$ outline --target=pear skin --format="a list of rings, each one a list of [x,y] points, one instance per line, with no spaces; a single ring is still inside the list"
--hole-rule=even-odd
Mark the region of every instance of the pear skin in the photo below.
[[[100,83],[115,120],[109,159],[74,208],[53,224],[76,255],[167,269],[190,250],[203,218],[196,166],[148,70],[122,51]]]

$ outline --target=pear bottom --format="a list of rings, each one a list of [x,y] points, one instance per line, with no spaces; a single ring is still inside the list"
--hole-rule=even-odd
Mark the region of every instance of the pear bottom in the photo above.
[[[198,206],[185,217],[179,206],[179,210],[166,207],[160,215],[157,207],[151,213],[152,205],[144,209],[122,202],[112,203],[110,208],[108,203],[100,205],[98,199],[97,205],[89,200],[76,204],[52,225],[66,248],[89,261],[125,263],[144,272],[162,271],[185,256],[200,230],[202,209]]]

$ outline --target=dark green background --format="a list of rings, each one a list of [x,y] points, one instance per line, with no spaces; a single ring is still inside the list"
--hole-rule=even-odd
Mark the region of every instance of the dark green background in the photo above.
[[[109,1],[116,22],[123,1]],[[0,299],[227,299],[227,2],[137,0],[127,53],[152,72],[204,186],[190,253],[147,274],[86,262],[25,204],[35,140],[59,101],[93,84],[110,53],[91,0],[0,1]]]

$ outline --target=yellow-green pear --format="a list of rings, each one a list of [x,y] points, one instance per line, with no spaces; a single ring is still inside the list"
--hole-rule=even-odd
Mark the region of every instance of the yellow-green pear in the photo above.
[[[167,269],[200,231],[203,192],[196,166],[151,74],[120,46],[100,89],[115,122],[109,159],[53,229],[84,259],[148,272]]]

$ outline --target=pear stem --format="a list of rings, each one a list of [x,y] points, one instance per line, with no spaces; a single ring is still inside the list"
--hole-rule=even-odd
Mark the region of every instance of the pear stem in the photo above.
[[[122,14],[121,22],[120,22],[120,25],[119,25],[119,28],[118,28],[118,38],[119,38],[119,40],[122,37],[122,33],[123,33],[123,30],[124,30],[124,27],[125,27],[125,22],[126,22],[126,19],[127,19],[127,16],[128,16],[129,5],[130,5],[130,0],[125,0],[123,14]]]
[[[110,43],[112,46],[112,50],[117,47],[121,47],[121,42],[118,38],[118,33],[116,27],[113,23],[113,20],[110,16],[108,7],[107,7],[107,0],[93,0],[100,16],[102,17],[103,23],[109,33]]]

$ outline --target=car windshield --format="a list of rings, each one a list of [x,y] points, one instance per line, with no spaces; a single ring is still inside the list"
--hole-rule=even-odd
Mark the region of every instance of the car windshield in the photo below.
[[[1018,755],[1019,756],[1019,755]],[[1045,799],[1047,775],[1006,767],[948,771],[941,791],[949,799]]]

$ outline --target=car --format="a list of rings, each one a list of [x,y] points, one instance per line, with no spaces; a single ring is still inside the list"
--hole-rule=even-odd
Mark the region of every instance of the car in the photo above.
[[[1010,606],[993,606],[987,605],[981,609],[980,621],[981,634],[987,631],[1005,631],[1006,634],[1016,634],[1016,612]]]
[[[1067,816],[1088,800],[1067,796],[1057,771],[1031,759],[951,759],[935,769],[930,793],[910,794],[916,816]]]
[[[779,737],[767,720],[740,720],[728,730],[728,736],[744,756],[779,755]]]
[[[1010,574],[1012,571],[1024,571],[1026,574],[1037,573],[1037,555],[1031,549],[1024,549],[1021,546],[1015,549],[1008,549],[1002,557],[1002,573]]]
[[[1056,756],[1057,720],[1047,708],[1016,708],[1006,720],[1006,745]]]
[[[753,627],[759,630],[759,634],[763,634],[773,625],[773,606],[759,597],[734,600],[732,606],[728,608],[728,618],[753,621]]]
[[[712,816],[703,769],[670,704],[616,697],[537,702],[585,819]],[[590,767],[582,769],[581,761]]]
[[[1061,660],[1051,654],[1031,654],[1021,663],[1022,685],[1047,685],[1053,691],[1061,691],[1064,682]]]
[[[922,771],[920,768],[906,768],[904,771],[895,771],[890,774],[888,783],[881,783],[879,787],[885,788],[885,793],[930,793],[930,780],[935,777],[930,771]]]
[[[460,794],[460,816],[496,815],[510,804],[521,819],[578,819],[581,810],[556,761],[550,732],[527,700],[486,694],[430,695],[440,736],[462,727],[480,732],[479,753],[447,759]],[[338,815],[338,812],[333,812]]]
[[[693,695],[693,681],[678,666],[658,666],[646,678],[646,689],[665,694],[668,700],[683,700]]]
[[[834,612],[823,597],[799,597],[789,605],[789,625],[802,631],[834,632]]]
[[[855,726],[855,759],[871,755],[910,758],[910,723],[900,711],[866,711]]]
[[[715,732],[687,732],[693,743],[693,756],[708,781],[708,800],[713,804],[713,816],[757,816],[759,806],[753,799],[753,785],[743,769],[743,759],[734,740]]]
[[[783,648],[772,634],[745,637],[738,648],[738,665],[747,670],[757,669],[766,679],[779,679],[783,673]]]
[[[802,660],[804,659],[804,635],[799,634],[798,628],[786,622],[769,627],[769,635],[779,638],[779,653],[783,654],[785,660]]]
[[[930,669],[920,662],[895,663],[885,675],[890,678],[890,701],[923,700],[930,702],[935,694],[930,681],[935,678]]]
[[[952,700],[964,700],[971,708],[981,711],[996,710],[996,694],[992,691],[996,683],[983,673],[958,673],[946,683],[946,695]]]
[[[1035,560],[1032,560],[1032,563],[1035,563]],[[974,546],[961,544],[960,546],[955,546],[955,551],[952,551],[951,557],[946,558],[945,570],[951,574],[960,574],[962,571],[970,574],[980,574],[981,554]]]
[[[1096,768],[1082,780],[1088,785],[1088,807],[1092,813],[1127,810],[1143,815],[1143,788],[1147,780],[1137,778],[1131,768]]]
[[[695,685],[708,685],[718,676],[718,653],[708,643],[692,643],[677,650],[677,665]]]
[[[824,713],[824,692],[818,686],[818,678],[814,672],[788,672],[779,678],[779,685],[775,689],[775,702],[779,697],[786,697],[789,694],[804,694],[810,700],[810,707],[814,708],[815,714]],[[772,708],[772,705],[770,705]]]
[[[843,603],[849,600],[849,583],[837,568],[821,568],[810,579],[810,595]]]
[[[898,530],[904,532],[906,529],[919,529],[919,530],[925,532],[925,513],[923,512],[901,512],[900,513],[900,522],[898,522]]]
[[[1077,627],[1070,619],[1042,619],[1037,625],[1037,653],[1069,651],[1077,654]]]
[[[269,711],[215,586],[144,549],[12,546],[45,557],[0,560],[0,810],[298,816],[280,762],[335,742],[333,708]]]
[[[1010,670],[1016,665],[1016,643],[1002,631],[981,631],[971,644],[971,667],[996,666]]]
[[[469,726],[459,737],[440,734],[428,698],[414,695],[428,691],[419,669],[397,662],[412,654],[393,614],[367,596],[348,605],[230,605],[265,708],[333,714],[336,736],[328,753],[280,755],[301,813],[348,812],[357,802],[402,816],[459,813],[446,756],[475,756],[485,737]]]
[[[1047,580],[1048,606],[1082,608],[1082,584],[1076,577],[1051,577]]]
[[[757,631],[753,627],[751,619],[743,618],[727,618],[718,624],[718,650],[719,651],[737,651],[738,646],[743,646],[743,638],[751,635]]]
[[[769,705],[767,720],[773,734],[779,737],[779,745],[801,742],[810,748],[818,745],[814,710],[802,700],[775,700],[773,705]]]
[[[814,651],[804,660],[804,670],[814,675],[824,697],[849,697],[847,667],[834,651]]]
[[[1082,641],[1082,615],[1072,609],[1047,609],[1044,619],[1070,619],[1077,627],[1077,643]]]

***

- **Stated problem**
Reproduce every record above verbatim, keeping each line and character unchanged.

- **Full solution**
$ outline --target=pear skin --format="a list of rings, each one a list of [x,y] points, one instance per line, with no spaces; a single ring is still inside the list"
--hole-rule=even-odd
Mark the region of every instance of the pear skin in the photo below.
[[[100,83],[115,120],[109,159],[74,208],[53,224],[76,255],[167,269],[190,250],[203,218],[196,166],[148,70],[122,51]]]

$ outline --target=pear bottom --format="a list of rings, each one a list of [x,y] points, one instance per line, with no spaces; a single ring is still inside the list"
--hole-rule=even-odd
Mark the region of every instance of the pear bottom in the photo above.
[[[198,206],[185,217],[179,206],[179,210],[166,207],[160,215],[157,207],[151,213],[152,205],[144,209],[122,202],[112,203],[110,208],[108,203],[100,205],[98,199],[97,205],[89,200],[76,204],[52,225],[66,248],[89,261],[125,263],[144,272],[162,271],[185,256],[200,230],[202,209]]]

$ outline --target=dark green background --format="a list of rings, each one a list of [x,y] points, one instance per line, with no spaces; a single ring is still inside the list"
--hole-rule=even-odd
Mark the region of every instance of the dark green background in the photo above.
[[[109,1],[116,22],[123,1]],[[0,299],[227,299],[227,2],[137,0],[127,53],[152,72],[204,186],[190,253],[147,274],[86,262],[25,204],[35,140],[59,101],[93,84],[110,53],[91,0],[0,1]]]

$ outline --target=yellow-green pear --format="a list of rings, each one a list of [x,y] points, one instance per line, with no spaces; a single ring is still inside the list"
--hole-rule=even-odd
Mark the region of every instance of the yellow-green pear in the photo above.
[[[167,269],[200,231],[203,192],[196,166],[151,74],[120,46],[100,89],[115,122],[109,159],[53,229],[84,259],[148,272]]]

$ outline --target=pear stem --format="a list of rings, each one a list of [x,y] points, one instance per line, with no spaces; a single ring is still inside the list"
--hole-rule=even-odd
Mark the region of every instance of the pear stem in the photo above.
[[[122,14],[121,22],[120,22],[120,25],[119,25],[119,28],[118,28],[118,38],[119,38],[119,40],[122,37],[122,33],[123,33],[123,30],[124,30],[124,27],[125,27],[125,22],[126,22],[126,19],[127,19],[127,16],[128,16],[129,5],[130,5],[130,0],[125,0],[123,14]]]
[[[110,43],[112,46],[112,50],[117,47],[121,47],[121,42],[118,38],[118,33],[116,27],[113,23],[113,20],[110,16],[108,7],[107,7],[107,0],[93,0],[100,16],[102,17],[103,23],[109,33]]]

$ outline --target=car windshield --format="a list of rings, each one a list of [x,y] points, one instance per line, with no spaces; a single ring is still inside the list"
--hole-rule=even-odd
Mark the region of every instance of the car windshield in the photo below.
[[[1018,755],[1019,756],[1019,755]],[[1045,799],[1047,775],[1006,767],[948,771],[941,791],[949,799]]]

$ outline --target=car --format="a list of rings, each one a list of [x,y] points, one instance per line, with no spaces; a single ring is still inside the list"
--hole-rule=even-odd
Mark the region of every instance of the car in the photo above.
[[[1010,606],[993,606],[987,605],[981,609],[980,621],[981,634],[987,631],[1005,631],[1006,634],[1016,634],[1016,612]]]
[[[1067,816],[1088,800],[1067,796],[1057,771],[1031,759],[951,759],[935,769],[930,793],[910,794],[916,816]]]
[[[779,737],[767,720],[740,720],[728,730],[728,736],[744,756],[779,755]]]
[[[1010,574],[1012,571],[1024,571],[1026,574],[1037,573],[1037,555],[1031,549],[1024,549],[1021,546],[1015,549],[1008,549],[1002,557],[1002,573]]]
[[[1056,756],[1057,720],[1047,708],[1016,708],[1006,720],[1006,745]]]
[[[753,627],[759,630],[759,634],[763,634],[773,625],[773,606],[759,597],[734,600],[732,606],[728,608],[728,618],[753,621]]]
[[[712,816],[703,769],[670,704],[616,697],[537,702],[585,819]],[[590,767],[582,769],[581,761]]]
[[[1061,660],[1051,654],[1031,654],[1021,663],[1022,685],[1047,685],[1053,691],[1061,691],[1064,682]]]
[[[922,771],[920,768],[906,768],[904,771],[895,771],[890,774],[888,783],[881,783],[879,787],[885,788],[885,793],[930,793],[930,780],[935,777],[930,771]]]
[[[460,794],[460,816],[496,815],[510,804],[521,819],[578,819],[581,810],[556,761],[550,732],[527,700],[486,694],[430,695],[440,736],[462,727],[480,732],[479,753],[447,759]],[[338,815],[338,812],[333,812]]]
[[[693,695],[693,681],[678,666],[658,666],[646,678],[646,689],[665,694],[668,700],[683,700]]]
[[[834,612],[823,597],[799,597],[789,605],[789,625],[802,631],[834,632]]]
[[[855,726],[855,759],[871,755],[910,758],[910,723],[900,711],[866,711]]]
[[[715,732],[687,732],[693,743],[693,756],[708,781],[708,800],[713,804],[713,816],[757,816],[759,806],[753,799],[753,785],[743,769],[743,759],[734,740]]]
[[[783,648],[772,634],[745,637],[738,648],[738,665],[747,670],[757,669],[766,679],[779,679],[783,673]]]
[[[802,660],[804,659],[804,635],[799,634],[798,628],[786,622],[769,627],[769,635],[779,638],[779,653],[783,654],[785,660]]]
[[[930,669],[920,662],[895,663],[885,675],[890,678],[890,701],[923,700],[930,702],[935,694],[930,681],[935,678]]]
[[[952,700],[964,700],[971,708],[981,711],[996,710],[996,694],[992,691],[996,683],[983,673],[958,673],[946,683],[946,695]]]
[[[1035,560],[1032,560],[1032,563],[1035,563]],[[974,546],[961,544],[960,546],[955,546],[955,551],[952,551],[951,557],[946,558],[945,570],[951,574],[960,574],[962,571],[970,574],[980,574],[981,554]]]
[[[1096,768],[1082,780],[1088,785],[1088,807],[1092,813],[1127,810],[1143,815],[1143,788],[1147,780],[1137,778],[1131,768]]]
[[[695,685],[708,685],[718,676],[718,653],[708,643],[692,643],[677,650],[677,665]]]
[[[824,713],[824,692],[818,686],[818,678],[814,672],[788,672],[779,678],[779,685],[775,689],[775,702],[779,697],[786,697],[789,694],[804,694],[810,700],[810,707],[814,708],[815,714]],[[772,708],[772,705],[770,705]]]
[[[843,603],[849,600],[849,583],[837,568],[821,568],[810,579],[810,595]]]
[[[898,530],[904,532],[906,529],[919,529],[919,530],[925,532],[925,513],[923,512],[901,512],[900,513],[900,522],[898,522]]]
[[[1077,627],[1070,619],[1042,619],[1037,625],[1037,653],[1069,651],[1077,654]]]
[[[269,711],[215,586],[144,549],[12,546],[45,557],[0,560],[0,810],[298,816],[280,762],[335,742],[333,708]]]
[[[1010,670],[1016,665],[1016,643],[1002,631],[981,631],[971,644],[971,667],[996,666]]]
[[[469,726],[459,737],[440,734],[428,698],[414,695],[428,691],[419,669],[397,662],[412,654],[393,614],[367,596],[348,605],[230,605],[265,708],[333,714],[336,736],[328,753],[280,755],[301,813],[348,812],[357,802],[402,816],[459,813],[446,756],[475,756],[485,737]]]
[[[1047,580],[1048,606],[1082,608],[1082,584],[1076,577],[1051,577]]]
[[[757,631],[753,627],[751,619],[743,618],[727,618],[718,624],[718,650],[719,651],[737,651],[738,646],[743,646],[743,638],[751,635]]]
[[[769,705],[767,720],[773,734],[779,737],[779,745],[801,742],[810,748],[818,745],[814,710],[802,700],[775,700],[773,705]]]
[[[814,651],[804,660],[804,670],[814,675],[824,697],[849,697],[847,667],[834,651]]]
[[[1082,641],[1082,615],[1072,609],[1047,609],[1044,619],[1070,619],[1077,627],[1077,643]]]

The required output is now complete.